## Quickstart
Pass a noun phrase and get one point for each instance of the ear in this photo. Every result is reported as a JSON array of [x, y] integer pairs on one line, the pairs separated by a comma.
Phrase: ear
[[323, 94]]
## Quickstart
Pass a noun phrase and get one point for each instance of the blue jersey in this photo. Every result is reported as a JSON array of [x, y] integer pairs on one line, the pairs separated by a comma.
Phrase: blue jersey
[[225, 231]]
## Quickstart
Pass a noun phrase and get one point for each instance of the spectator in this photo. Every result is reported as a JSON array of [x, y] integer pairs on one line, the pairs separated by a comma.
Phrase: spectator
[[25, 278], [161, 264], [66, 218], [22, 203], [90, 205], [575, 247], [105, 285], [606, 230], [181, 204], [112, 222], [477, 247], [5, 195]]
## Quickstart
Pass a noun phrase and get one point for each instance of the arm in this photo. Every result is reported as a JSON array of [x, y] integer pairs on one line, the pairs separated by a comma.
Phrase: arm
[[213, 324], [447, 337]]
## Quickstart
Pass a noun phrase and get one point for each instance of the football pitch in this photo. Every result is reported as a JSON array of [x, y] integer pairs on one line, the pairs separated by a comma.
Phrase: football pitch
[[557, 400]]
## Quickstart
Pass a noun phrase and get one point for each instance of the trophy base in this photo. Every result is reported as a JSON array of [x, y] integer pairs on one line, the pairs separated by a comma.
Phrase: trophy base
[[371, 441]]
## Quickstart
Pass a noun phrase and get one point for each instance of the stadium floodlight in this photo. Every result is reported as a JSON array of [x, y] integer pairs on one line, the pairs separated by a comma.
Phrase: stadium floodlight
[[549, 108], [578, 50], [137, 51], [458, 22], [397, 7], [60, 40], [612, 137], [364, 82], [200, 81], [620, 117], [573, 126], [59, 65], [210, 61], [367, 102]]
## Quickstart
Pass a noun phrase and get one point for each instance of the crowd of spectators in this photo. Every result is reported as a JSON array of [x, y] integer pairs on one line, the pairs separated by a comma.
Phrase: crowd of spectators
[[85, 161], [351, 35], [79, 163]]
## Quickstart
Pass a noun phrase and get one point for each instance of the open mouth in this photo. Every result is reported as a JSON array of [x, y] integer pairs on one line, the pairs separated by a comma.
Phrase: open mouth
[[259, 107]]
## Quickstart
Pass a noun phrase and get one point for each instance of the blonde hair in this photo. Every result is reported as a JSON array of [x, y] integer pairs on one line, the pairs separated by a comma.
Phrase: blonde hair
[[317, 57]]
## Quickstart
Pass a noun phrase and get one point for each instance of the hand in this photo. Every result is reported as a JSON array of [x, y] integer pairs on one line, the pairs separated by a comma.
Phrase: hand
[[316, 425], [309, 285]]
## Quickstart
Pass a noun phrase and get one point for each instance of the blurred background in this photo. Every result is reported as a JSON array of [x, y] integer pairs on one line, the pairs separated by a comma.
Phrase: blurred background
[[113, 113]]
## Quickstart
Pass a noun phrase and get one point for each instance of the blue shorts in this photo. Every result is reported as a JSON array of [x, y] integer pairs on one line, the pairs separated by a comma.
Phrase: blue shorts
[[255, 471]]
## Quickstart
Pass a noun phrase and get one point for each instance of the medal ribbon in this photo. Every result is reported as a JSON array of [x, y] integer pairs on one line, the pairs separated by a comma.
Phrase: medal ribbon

STATED TASK:
Copy all of the data above word for word, from start to finish.

TASK RESPONSE:
## Quickstart
Pass a noun phrase and get one point for each instance of the ear in this photo. Every result is reported as a JSON array of [x, y] integer pairs on one line, the pairs separated by a comma.
Phrase: ear
[[323, 94]]
## Quickstart
Pass a noun phrase and get one point for each instance of the blue jersey in this photo. Every result is reported as a JSON array of [x, y] integer pairs on one line, the pairs separated by a comma.
Phrase: blue jersey
[[225, 231]]
## Quickstart
Pass a noun phrase and get one point for each instance of the spectator in this photo. Every result is reported as a JSON array of [x, y] integer pairs on one line, the pairs separated by a comma.
Phrase: spectator
[[25, 278], [161, 264], [66, 218], [22, 203], [90, 205], [575, 247], [105, 285], [606, 230], [181, 204], [112, 222], [477, 247], [5, 195]]
## Quickstart
Pass a noun phrase and get one point for each instance of the arm in this photo. Every result is reported as a JSON array of [x, y] integer pairs on one line, the pairs separated by a comma.
Phrase: arm
[[213, 324], [447, 337]]
## Quickstart
Pass a noun phrase and get one point for each instance of the football pitch in this photo. Every result is reported as a JSON array of [x, y] integer pairs on one line, the pairs separated by a comma.
Phrase: football pitch
[[557, 400]]
## Quickstart
Pass a noun phrase and get one point for each instance of the trophy base in this photo. Every result is reported as a JSON array of [x, y] integer pairs on one line, the pairs separated by a comma.
Phrase: trophy base
[[371, 441]]
## Quickstart
Pass a noun phrase and get one point for each instance of the stadium floodlight in this photo. Every result is reported as a JSON array of [x, y] integer pairs on one line, the pairs separated by a comma.
Phrase: stadium floodlight
[[549, 108], [578, 50], [137, 51], [458, 22], [397, 7], [60, 40], [612, 137], [364, 82], [200, 81], [620, 117], [573, 126], [59, 65], [210, 61], [367, 102]]
## Quickstart
Pass a noun phrase and get one point for each instance of the crowd of spectators in this photo. Every result is reported as a JSON array of [x, y] integer pairs on one line, the pairs separated by a comma.
Phrase: crowd of spectators
[[85, 161], [351, 35], [79, 163]]
## Quickstart
Pass a noun phrase and get one point for each instance of the open mouth in this photo. Every result is reported as a JSON array of [x, y] integer pairs on one line, the pairs separated by a comma.
Phrase: open mouth
[[259, 107]]
## Quickstart
Pass a noun phrase and get one point for each instance of the blonde hair in this photo. Every result is reported as a JSON array of [x, y] integer pairs on one line, the pairs separated by a comma.
Phrase: blonde hair
[[317, 57]]
## Quickstart
Pass a noun phrase and get one point for each instance of the hand in this photo. Every result is reported as a JSON array of [x, y] integer pairs on one line, the pairs separated by a comma.
Phrase: hand
[[316, 425], [309, 285]]
## Quickstart
Pass a noun phrase and get one point for each instance of the blurred background in this photo. Every result is reported as a JSON array of [x, y] integer pairs on one line, the pairs separated by a comma.
Phrase: blurred background
[[113, 113]]
## Quickstart
Pass a noun phrase and get one point for each instance of the blue shorts in this photo. Every result is reported as a JSON array of [x, y] integer pairs on one line, the pairs separated by a comma.
Phrase: blue shorts
[[255, 471]]
## Quickstart
Pass a noun phrase and get one point for each instance of the medal ribbon in this photo. Every result is reported as a JSON array of [x, y] integer pairs on one line, the pairs separated by a comma.
Phrase: medal ribbon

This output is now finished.